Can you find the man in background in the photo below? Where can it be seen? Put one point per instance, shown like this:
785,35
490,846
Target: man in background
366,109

* * * * *

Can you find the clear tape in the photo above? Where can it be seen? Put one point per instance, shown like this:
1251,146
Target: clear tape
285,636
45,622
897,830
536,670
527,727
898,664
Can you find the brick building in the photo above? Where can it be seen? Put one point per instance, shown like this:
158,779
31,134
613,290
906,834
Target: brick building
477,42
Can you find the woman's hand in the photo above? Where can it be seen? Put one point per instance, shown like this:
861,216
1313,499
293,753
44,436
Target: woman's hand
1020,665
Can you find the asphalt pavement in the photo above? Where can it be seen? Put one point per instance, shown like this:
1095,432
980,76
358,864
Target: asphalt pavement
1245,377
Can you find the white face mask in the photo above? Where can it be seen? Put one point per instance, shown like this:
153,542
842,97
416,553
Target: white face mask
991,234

* * * * *

#### Set problem:
Please report each line of the items above that contains the string "tape", copying every such line in full.

#### Response to this task:
Can you find the clear tape in the photo above? Where can it be seen? Put one point per instance, shown like this:
Target: clear tape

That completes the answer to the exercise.